[Dataset rows showing where objects appear]
● ● ●

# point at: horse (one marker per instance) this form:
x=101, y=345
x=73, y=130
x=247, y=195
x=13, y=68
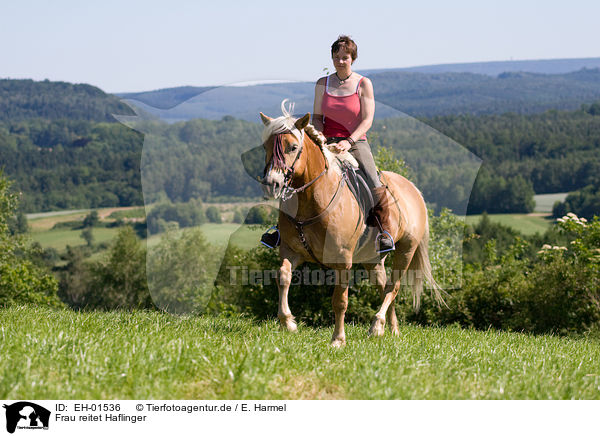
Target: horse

● ● ●

- **WORK TO BE COMPLETED**
Count the lines in the entries above that contain the string "horse", matching case exactly. Reply with the number alone.

- **WRITTEN ANSWER**
2